§ Excerpted text:
Evolving Afferent Architectures: Biologically-inspired Models for Damage-Avoidance Learning
This addresses damage-avoidance learning for applications such as biomechanical systems, though it appears incremental as it builds on existing evolutionary and reinforcement learning methods.
The paper tackles the problem of damage-avoidance learning in long-horizon tasks like biomechanical digital twins by introducing Afferent Learning, which uses evolutionary optimization to discover sensing architectures that produce adaptive risk signals; this approach achieved a 23% reduction in high-risk actions compared to baselines.
We introduce Afferent Learning, a framework that produces Computational Afferent Traces (CATs) as adaptive, internal risk signals for damage-avoidance learning. Inspired by biological systems, the framework uses a two-level architecture: evolutionary optimization (outer loop) discovers afferent sensing architectures that enable effective policy learning, while reinforcement learning (inner loop) trains damage-avoidance policies using these signals. This formalizes afferent sensing as providing an inductive bias for efficient learning: architectures are selected based on their ability to enable effective learning (rather than directly minimizing damage). We provide theoretical convergence guarantees under smoothness and bounded-noise assumptions. We illustrate the general approach in the challenging context of biomechanical digital twins operating over long time horizons (multiple decades of the life-course). Here, we find that CAT-based evolved architectures achieve significantly higher efficiency and better age-robustness than hand-designed baselines, enabling policies that exhibit age-dependent behavioral adaptation (23% reduction in high-risk actions). Ablation studies validate CAT signals, evolution, and predictive discrepancy as essential. We release code and data for reproducibility.

§ Entries shown:
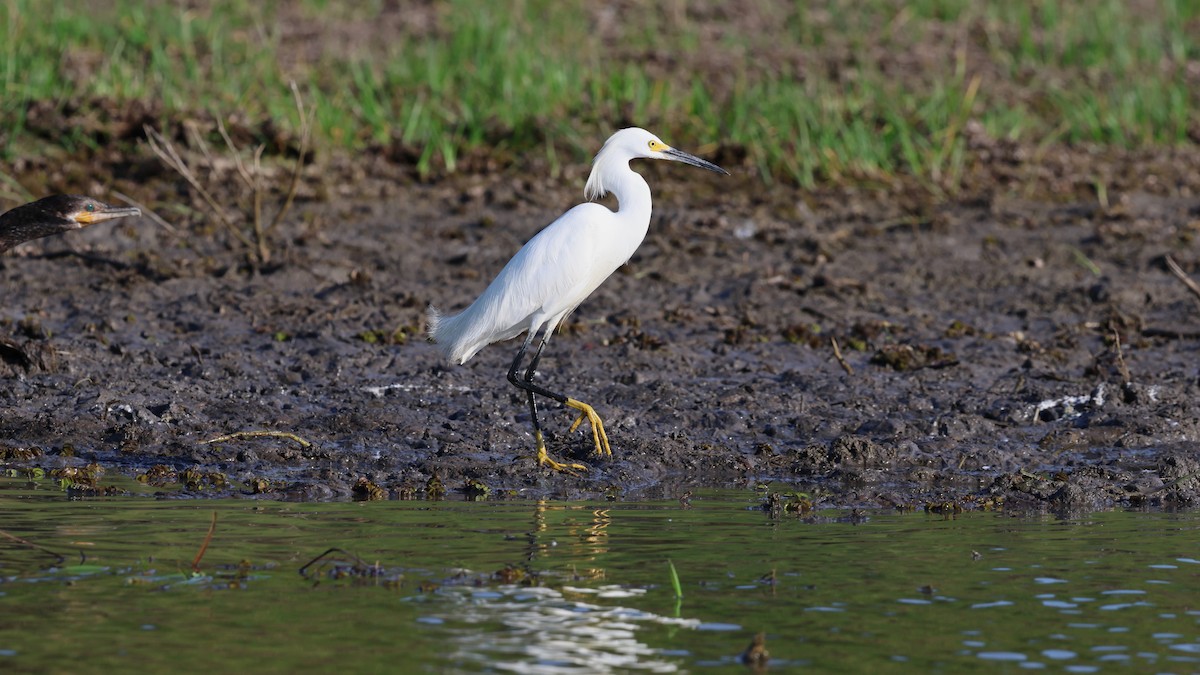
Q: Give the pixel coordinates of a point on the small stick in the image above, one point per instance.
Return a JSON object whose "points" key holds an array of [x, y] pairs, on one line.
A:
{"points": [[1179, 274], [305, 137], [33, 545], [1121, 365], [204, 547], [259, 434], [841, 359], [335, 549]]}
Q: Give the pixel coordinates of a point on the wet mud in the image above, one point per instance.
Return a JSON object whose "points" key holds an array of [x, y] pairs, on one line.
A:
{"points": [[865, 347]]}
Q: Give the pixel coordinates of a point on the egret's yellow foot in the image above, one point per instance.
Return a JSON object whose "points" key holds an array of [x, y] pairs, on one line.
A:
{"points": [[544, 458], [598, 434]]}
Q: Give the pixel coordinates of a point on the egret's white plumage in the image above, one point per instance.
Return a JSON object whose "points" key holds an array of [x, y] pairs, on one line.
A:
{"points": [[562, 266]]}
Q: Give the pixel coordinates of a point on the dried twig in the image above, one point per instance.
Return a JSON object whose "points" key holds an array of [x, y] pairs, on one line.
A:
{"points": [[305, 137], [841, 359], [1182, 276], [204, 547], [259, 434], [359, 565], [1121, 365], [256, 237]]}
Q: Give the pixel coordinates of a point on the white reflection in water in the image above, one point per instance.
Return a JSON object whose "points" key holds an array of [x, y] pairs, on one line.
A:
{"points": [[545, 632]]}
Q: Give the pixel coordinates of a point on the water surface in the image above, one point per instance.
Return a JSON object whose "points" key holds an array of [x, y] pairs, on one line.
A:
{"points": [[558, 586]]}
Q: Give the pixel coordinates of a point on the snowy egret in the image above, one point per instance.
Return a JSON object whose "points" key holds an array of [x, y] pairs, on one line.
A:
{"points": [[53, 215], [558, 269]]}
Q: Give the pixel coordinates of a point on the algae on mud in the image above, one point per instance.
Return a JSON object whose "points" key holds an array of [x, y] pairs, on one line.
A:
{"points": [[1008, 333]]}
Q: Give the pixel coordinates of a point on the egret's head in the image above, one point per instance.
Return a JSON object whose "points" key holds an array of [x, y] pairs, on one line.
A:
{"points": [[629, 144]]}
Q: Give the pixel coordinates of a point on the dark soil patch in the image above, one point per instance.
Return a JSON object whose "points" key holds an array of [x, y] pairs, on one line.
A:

§ What the exercise asks: Transcribe the Afferent Learning page, everything from "Evolving Afferent Architectures: Biologically-inspired" down to "reinforcement learning methods.". These entries were taken from a separate source.

§ Task answer:
Evolving Afferent Architectures: Biologically-inspired Models for Damage-Avoidance Learning
This addresses damage-avoidance learning for applications such as biomechanical systems, though it appears incremental as it builds on existing evolutionary and reinforcement learning methods.